STATED TASK: Quote the article on data streaming architecture below, between "This is part" and "architecture with examples.", inclusive.

TEXT SEGMENT:

* Begin *

How to Reinvent Your Data Streaming Architecture: A Brief

How to Reinvent Your Data Streaming Architecture: A Brief

This is part of Solutions Review’s Premium Content Series, a collection of contributed columns written by industry experts in maturing software categories. In this submission, Upsolver Co-Founder and CEO Ori Rafael outlines key ways to reinvent your data streaming architecture with examples.

SR Premium ContentData volumes are exploding, driven mostly by tech-led companies (e.g. not just the big ones, but emerging players in fintech, adtech, edtech, etc.). However, old-school companies have jumped in as well, by adding IoT sensors to automobiles, factory lines, and oil pipelines, plus collecting and analyzing customer interactions from their websites, digital products, and customer support. Data is used for everything from automating highway toll payments to measuring earthquakes to monitoring assembly lines, as The Wall Street Journal reports. But most data never leaves the nest. IDC estimates nearly two-thirds of 2020’s data existed only briefly. Of the other third, much of it sits in storage for years, unused.

* End *

EXCERPTED DATA:
* Begin *

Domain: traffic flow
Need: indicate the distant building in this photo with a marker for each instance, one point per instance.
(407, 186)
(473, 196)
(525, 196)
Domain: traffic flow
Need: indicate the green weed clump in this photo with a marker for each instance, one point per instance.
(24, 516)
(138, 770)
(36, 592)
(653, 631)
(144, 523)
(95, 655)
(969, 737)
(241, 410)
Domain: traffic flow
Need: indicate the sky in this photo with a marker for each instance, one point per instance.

* End *
* Begin *

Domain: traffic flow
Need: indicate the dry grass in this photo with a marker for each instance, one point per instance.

* End *

SOLUTION:
This is part of Solutions Review’s Premium Content Series, a collection of contributed columns written by industry experts in maturing software categories. In this submission, Upsolver Co-Founder and CEO Ori Rafael outlines key ways to reinvent your data streaming architecture with examples.